__WHAT IS REQUIRED__:
Rewrite every line of the rows from the start through the line containing "[[125, 59], [37, 70]]", requests included. Scale only the pixel coordinates in the answers by 0.9, rounding each to a whole number with halves rounded up, and leave the numbers in the requests and their format samples unchanged.

Position annotation rows

***

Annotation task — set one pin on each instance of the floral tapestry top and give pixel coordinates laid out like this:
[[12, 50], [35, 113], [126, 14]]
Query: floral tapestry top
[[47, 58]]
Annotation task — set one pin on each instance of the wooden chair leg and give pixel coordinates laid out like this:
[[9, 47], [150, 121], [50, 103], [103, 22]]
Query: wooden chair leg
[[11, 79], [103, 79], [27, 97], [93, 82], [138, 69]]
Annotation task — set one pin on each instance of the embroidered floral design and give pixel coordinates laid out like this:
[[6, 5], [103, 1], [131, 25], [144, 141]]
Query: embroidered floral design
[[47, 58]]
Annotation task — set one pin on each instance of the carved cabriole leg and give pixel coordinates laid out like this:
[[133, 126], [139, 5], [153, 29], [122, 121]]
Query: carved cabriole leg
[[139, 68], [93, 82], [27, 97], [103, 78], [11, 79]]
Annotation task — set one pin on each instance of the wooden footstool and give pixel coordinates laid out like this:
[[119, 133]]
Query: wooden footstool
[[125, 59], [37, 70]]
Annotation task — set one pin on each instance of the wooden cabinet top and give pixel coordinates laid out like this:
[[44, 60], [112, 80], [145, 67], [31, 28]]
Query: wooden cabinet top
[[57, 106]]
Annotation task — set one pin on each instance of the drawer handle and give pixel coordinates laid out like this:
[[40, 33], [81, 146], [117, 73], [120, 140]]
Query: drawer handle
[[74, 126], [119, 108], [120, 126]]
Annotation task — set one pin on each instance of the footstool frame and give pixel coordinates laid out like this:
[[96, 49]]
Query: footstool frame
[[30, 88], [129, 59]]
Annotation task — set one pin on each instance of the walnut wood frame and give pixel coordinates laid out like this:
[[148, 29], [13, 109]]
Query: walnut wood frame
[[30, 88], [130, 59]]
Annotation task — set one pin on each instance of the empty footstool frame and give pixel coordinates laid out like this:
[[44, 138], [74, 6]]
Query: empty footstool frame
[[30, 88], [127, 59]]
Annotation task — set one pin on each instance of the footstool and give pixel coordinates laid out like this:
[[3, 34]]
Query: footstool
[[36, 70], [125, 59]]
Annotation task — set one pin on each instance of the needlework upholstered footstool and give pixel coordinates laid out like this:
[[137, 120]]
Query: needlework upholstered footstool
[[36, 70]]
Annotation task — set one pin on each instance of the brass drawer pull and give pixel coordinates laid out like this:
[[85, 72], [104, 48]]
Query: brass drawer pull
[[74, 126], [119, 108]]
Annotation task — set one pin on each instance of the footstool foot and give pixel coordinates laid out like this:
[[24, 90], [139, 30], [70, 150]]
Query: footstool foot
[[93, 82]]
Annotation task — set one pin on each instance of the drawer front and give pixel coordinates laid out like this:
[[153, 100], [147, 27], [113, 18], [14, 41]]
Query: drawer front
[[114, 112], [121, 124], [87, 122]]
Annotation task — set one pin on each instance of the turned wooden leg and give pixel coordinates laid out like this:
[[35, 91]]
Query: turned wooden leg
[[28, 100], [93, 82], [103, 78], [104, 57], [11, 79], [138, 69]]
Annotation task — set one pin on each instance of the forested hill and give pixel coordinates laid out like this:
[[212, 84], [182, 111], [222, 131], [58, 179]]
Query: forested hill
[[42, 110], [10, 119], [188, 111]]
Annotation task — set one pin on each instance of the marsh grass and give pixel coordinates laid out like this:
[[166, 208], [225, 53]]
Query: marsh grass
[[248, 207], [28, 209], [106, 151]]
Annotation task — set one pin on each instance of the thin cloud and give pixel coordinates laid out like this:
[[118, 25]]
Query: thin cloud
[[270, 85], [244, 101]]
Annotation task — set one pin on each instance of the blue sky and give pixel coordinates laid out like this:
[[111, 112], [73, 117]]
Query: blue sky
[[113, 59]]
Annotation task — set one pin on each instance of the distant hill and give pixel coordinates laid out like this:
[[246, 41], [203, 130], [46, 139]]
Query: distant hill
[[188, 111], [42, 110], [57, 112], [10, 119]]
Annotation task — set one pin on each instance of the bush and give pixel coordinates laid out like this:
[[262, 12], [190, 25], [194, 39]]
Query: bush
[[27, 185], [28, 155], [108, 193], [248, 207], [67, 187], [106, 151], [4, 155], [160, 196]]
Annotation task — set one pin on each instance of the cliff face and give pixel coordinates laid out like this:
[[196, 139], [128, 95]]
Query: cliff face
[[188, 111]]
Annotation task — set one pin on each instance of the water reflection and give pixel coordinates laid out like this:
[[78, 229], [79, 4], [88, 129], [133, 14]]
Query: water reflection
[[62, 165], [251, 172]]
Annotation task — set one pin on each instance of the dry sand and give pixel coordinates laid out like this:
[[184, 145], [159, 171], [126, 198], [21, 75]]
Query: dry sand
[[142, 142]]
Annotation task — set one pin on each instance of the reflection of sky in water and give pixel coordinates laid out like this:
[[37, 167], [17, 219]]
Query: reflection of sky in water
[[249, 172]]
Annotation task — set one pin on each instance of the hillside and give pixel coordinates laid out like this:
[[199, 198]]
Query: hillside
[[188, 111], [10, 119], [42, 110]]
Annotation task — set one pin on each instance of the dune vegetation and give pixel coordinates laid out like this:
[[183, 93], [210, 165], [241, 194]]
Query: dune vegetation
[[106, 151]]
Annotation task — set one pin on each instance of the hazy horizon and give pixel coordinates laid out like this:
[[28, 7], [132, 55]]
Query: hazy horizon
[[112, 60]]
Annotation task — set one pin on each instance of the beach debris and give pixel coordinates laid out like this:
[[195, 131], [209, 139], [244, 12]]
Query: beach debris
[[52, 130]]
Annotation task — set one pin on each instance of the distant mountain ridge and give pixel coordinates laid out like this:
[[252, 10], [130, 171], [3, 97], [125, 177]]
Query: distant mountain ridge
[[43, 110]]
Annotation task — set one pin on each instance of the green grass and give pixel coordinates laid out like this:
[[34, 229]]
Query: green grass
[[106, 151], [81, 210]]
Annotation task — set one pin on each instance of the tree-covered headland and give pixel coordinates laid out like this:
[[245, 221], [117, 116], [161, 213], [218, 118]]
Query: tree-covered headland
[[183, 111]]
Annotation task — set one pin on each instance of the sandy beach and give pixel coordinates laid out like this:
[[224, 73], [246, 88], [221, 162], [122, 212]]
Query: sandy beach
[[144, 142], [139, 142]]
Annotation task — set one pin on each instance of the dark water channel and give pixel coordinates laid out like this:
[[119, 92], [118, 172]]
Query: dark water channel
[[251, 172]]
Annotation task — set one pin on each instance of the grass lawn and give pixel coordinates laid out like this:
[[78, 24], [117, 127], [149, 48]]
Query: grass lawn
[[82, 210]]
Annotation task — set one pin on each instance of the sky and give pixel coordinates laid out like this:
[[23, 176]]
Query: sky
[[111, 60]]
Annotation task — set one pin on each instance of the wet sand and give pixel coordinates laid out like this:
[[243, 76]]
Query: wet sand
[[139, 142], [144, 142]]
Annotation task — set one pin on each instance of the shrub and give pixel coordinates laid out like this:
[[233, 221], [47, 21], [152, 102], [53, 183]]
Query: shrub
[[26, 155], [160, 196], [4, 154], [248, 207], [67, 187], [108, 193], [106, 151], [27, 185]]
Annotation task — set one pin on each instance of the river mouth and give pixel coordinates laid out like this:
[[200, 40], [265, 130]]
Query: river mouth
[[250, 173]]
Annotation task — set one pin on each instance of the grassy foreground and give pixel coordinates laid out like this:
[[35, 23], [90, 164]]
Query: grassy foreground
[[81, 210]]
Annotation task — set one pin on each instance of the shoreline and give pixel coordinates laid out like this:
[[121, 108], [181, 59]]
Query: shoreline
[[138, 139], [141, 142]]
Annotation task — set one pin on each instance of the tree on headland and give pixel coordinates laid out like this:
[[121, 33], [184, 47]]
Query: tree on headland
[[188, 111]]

***

__EXERCISE RESPONSE__:
Annotation task — set one pin on each instance of the floral tapestry top and give pixel coordinates laid out like this:
[[12, 50], [35, 113], [126, 14]]
Query: floral tapestry top
[[42, 52]]
Annotation task — set one pin on each instance of the wooden chair leg and give pixel coordinates laid out like this:
[[9, 47], [150, 121], [50, 103], [103, 22]]
Query: wooden chair leg
[[10, 71], [93, 71], [24, 87], [84, 74], [124, 62]]
Annotation task — set one pin on each instance of the embroidered floral design and give pixel coordinates laid out like this:
[[6, 5], [103, 1], [131, 25], [144, 141]]
Query: embroidered floral design
[[42, 52]]
Annotation task — set one pin on each instance of the carved cabriole leg and give pixel coordinates laid out like this:
[[133, 126], [139, 5], [153, 29], [122, 121]]
Query: carved cabriole leg
[[125, 61], [84, 74], [24, 87], [93, 70], [10, 71]]
Annotation task — set one pin on each instance of the wooden footstool and give pixel coordinates laid out like this:
[[119, 133]]
Query: wooden footstool
[[113, 53], [33, 63]]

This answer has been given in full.